TEXTAUSZUG:

Es ist mir sehr wichtig, das einmal aufgeschrieben zu haben, weil ich viel mit Fragen bezüglich meiner Entscheidung konfrontiert werde, und ich nicht will, dass das in irgendeiner Art und Weise Menschen unter Druck setzt!

Seitdem ist schon fast eine Woche vergangen und langsam ebbt die Euphorie des Türen-selbstständig-öffnen-können ab und es stellen sich sehr verwirrende Gefühle ein. Ich bin sehr leicht reizbar und überfordert und habe trotzdem das Gefühl ganz viel in möglichst kurzer Zeit nachholen zu müssen. Ich denke, das ist normal.

In der JVA hatte ich eine kleine Zelle mit PVC Boden, Schreibtisch, Stuhl, separater Nasszelle und Pritsche. Die Wand in meiner ersten Zelle war rosa und einige Menschen vor mir hatten mit Kugelschreiber Strichlisten auf der Farbe geführt. Noch so ein Klischee. Es wird für die Dauer der Quarantäne ein Fernseher zur Verfügung gestellt, damit du auch ja stillgeschaltet und betäubt bist, während du 23 Stunden des Tages auf vielleicht 3 qm verbringst. Das Schönste an dieser Zeit war, dass ich mit 7 und 8 über den Hof hinweg quatschen konnte. Da haben wir auch andere Mitgefangene kennen gelernt. Teilweise war es richtig schlimm, die Menschen laut weinen und zusammenbrechen zu hören und physisch daran gehindert zu werden ihnen nahe zu sein.

Ich weiß noch, dass sich die Tage wir Kaugummi zogen, als einziger Lichtblick am Tag die kurzen Gespräche über den Hof und die eine Stunde Hofgang, die wir auch teilweise isoliert verbringen mussten.

Als dann die ersten Briefe kamen und wir die erste Demo hörten und auch sahen, keimte leise Hoffnung wieder auf. „Ihr seid nicht allein“ riefen die Leute vor der Mauer und „Freiheit für alle Gefangenge!“. Da haben sich auf einmal viele Mitgefangene aus ihren Fenstern gelehnt und nach „Freiheit“ gerufen. Das Wissen, dass es einige Menschen interessiert, was mit uns passiert, das plötzlich wieder präsente Wissen, dass es Menschen gibt, die das System Knast genauso beschissen finden wie ich, hat mir unglaublich viel Kraft und Mut gegeben. Jede Rakete die über die Mauer flog, machte das Leben so viel erträglicher.

AUFGABE 1: Suche aus der unten stehenden Auflistung jede Zeile heraus, in der das Wort „blue“ vorkommt, und gib diese Zeilen wieder.

EINTRÄGE:
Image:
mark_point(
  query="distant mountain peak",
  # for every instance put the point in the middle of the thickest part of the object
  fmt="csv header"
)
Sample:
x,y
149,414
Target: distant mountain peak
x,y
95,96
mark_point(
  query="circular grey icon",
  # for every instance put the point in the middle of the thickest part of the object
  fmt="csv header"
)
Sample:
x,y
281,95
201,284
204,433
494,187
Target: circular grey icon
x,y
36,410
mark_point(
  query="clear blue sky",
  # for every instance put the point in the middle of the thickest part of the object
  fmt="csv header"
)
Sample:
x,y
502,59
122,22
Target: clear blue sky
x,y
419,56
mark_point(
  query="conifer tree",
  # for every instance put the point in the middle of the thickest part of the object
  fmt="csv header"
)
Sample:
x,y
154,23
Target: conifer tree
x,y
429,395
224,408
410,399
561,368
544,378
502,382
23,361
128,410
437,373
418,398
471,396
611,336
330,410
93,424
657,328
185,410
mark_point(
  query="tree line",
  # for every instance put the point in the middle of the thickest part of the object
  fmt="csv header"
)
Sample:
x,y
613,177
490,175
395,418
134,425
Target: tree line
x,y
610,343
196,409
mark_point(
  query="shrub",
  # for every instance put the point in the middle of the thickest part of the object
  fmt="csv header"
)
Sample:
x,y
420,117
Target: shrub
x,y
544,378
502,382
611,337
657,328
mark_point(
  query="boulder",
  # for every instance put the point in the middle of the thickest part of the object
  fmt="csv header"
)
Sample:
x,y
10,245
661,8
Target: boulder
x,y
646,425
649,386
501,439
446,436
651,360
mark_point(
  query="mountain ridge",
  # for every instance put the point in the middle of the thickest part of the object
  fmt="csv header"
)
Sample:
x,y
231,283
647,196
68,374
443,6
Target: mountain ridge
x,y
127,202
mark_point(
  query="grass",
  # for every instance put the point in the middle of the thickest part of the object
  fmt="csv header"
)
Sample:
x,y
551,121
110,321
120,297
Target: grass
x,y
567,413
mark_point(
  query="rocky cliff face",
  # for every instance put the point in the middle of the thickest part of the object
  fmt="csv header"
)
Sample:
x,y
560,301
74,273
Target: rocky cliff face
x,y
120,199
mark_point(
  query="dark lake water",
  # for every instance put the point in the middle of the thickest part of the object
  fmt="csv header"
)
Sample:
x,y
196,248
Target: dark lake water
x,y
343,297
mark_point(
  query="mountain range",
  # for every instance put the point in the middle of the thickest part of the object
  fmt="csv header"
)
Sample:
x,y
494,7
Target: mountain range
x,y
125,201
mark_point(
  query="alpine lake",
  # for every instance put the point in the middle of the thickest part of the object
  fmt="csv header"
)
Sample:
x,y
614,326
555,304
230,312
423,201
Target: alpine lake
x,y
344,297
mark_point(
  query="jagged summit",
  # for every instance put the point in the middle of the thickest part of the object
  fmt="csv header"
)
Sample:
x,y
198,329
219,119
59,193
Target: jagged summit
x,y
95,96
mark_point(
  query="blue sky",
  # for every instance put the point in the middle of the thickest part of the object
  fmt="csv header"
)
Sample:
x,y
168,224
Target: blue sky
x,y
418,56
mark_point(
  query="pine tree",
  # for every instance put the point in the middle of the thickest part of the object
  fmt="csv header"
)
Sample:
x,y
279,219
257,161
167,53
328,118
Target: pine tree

AUFGABE 2: Wie viele Stunden des Tages verbringt man laut dem Textauszug während der Quarantäne auf vielleicht 3 qm?

SCHRIFTLICHE ANTWORT 1:
  query="clear blue sky",
Target: clear blue sky
  query="blue sky",
Target: blue sky

SCHRIFTLICHE ANTWORT 2: 23 Stunden.